- WRITTEN TASK -
Retype the material word for word.

- DATASET ENTRIES -
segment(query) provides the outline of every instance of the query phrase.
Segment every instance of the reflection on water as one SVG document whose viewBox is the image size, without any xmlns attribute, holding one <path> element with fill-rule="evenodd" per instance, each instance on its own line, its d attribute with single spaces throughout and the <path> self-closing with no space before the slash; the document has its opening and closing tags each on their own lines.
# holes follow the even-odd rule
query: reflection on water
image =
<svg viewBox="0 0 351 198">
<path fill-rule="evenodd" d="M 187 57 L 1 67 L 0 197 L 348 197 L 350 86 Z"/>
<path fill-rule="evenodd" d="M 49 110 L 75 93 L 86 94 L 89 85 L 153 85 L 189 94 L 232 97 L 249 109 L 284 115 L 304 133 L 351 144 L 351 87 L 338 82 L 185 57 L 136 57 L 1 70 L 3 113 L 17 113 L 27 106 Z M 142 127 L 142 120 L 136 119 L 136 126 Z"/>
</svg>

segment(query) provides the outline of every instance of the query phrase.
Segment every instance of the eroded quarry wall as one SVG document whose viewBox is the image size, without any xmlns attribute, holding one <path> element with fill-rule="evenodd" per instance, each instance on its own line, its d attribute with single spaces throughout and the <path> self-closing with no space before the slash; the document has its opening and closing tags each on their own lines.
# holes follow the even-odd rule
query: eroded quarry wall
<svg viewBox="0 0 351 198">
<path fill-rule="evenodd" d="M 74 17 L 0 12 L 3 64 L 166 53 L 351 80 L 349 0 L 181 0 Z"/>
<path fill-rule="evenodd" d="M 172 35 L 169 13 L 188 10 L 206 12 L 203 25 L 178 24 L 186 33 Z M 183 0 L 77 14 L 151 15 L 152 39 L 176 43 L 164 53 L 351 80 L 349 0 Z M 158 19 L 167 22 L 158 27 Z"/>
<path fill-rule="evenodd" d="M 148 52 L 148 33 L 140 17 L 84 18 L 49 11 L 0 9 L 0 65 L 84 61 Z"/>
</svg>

- EXPECTED ANSWER -
segment(query) provides the outline of every instance of the query phrase.
Segment every instance of the reflection on water as one SVG document whose viewBox is the image size, without any xmlns attribute, holding one <path> element with fill-rule="evenodd" per instance, each instance on its own line, its d attribute with single spaces throughout and the <path> self-closing with no space before the slash; the document has its opening and closing tags each on their own lines.
# holes follow the even-odd rule
query: reflection on water
image =
<svg viewBox="0 0 351 198">
<path fill-rule="evenodd" d="M 187 57 L 1 67 L 0 197 L 348 197 L 350 86 Z"/>
<path fill-rule="evenodd" d="M 49 110 L 75 93 L 86 94 L 89 85 L 153 85 L 189 94 L 232 97 L 249 109 L 284 115 L 304 133 L 351 144 L 351 87 L 338 82 L 185 57 L 136 57 L 1 70 L 3 113 L 17 113 L 27 106 Z M 142 127 L 142 120 L 136 119 L 136 126 Z"/>
</svg>

segment(query) provides the outline of every instance of the query phrase.
Segment every instance of the eroded quarry wall as one SVG document whose viewBox is the image size, without any xmlns attribute, holding one <path> element with fill-rule="evenodd" per instance, each instance on its own line, its d attribute with single spaces throughout and the <path> self-closing with no space before the slash; the document has its opening and closing tags each on their own lines.
# holes follow the even-odd rule
query: eroded quarry wall
<svg viewBox="0 0 351 198">
<path fill-rule="evenodd" d="M 74 17 L 0 12 L 3 64 L 166 53 L 351 80 L 349 0 L 181 0 Z"/>
<path fill-rule="evenodd" d="M 172 35 L 169 13 L 188 10 L 206 12 L 203 25 L 178 24 L 186 33 Z M 183 0 L 77 14 L 151 15 L 152 39 L 176 43 L 164 53 L 351 80 L 349 0 Z M 158 19 L 167 22 L 158 27 Z"/>
<path fill-rule="evenodd" d="M 148 52 L 148 33 L 140 17 L 84 18 L 49 11 L 0 9 L 0 65 L 84 61 Z"/>
</svg>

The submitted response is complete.